:: Raw records

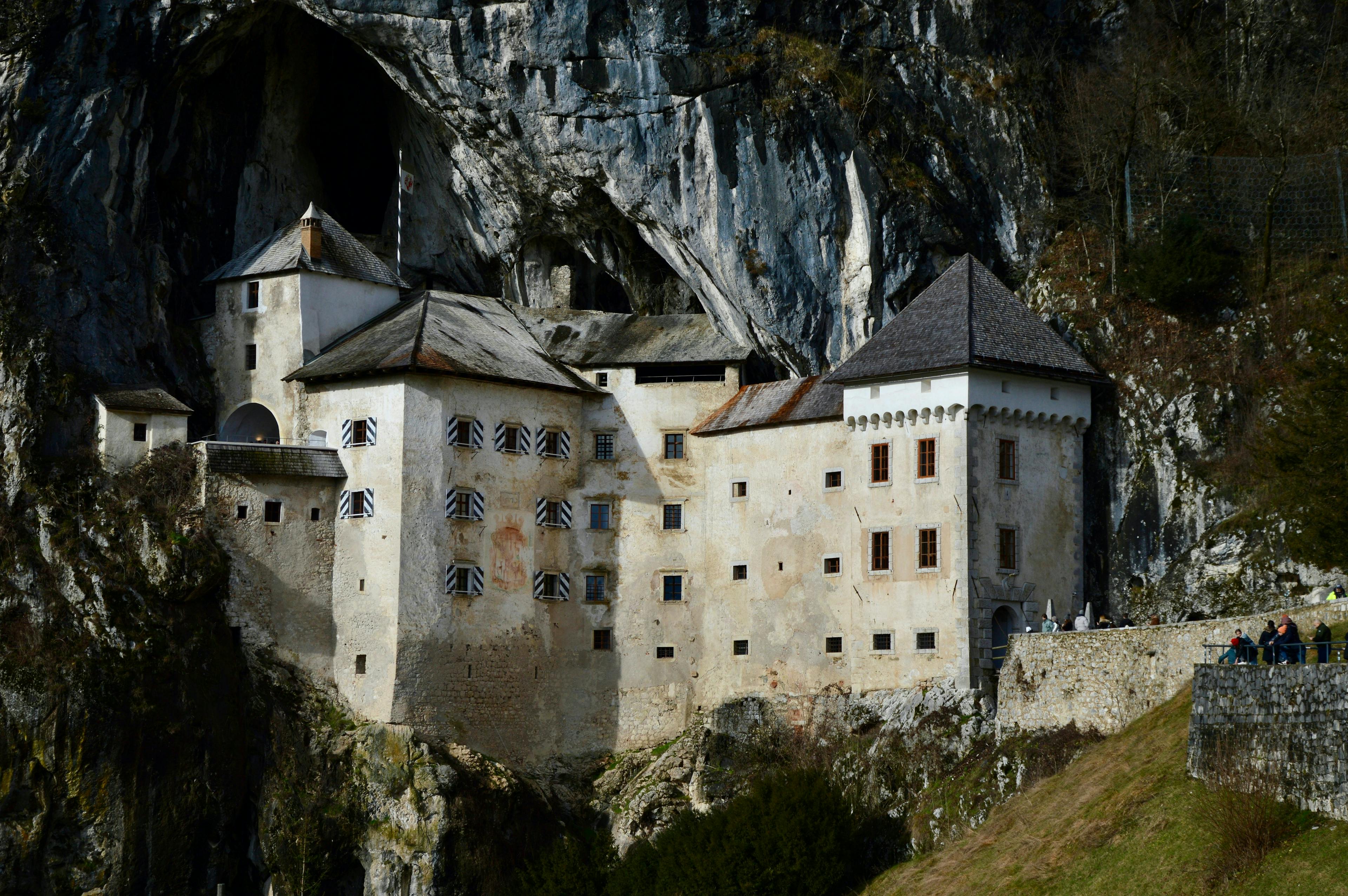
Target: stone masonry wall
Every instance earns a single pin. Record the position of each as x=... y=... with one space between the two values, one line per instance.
x=1104 y=679
x=1287 y=723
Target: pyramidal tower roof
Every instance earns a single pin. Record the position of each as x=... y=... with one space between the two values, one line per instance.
x=282 y=252
x=966 y=318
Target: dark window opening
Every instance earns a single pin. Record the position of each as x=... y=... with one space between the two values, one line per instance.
x=681 y=374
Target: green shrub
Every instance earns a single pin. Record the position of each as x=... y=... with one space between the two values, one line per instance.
x=1183 y=271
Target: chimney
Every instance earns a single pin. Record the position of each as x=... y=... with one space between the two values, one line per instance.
x=312 y=234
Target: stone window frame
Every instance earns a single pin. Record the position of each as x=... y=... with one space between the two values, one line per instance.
x=936 y=641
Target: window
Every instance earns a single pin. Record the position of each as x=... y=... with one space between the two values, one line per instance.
x=881 y=552
x=1006 y=460
x=927 y=459
x=928 y=550
x=599 y=517
x=1006 y=549
x=881 y=463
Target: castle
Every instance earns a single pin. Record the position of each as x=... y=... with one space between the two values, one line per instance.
x=547 y=531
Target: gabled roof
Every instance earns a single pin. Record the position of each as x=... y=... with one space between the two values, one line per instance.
x=966 y=318
x=599 y=339
x=146 y=399
x=449 y=333
x=773 y=403
x=342 y=255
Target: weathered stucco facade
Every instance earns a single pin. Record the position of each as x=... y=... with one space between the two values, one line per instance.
x=545 y=531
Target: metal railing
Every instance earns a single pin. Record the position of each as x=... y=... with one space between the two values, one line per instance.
x=1276 y=654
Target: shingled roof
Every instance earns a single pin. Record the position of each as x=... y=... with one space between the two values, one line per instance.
x=343 y=255
x=774 y=403
x=449 y=333
x=599 y=339
x=966 y=318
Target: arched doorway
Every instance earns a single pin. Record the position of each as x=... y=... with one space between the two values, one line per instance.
x=251 y=424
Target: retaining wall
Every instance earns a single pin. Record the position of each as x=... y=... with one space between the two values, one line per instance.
x=1104 y=679
x=1287 y=725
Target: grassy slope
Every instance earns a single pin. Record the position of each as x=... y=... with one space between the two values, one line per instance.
x=1122 y=820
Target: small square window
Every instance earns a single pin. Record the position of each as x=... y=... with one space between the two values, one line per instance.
x=600 y=517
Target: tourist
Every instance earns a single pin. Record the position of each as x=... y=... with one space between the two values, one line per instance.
x=1322 y=639
x=1266 y=642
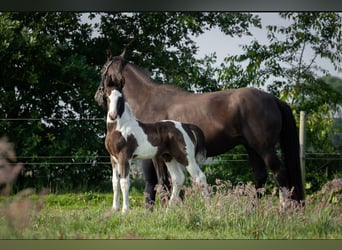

::::

- **Work to complete**:
Show every line of the rows above that contains the string "window", with case counting.

- **Answer in full**:
Target: dark window opening
Target: stone window frame
Target: window
Target: small square window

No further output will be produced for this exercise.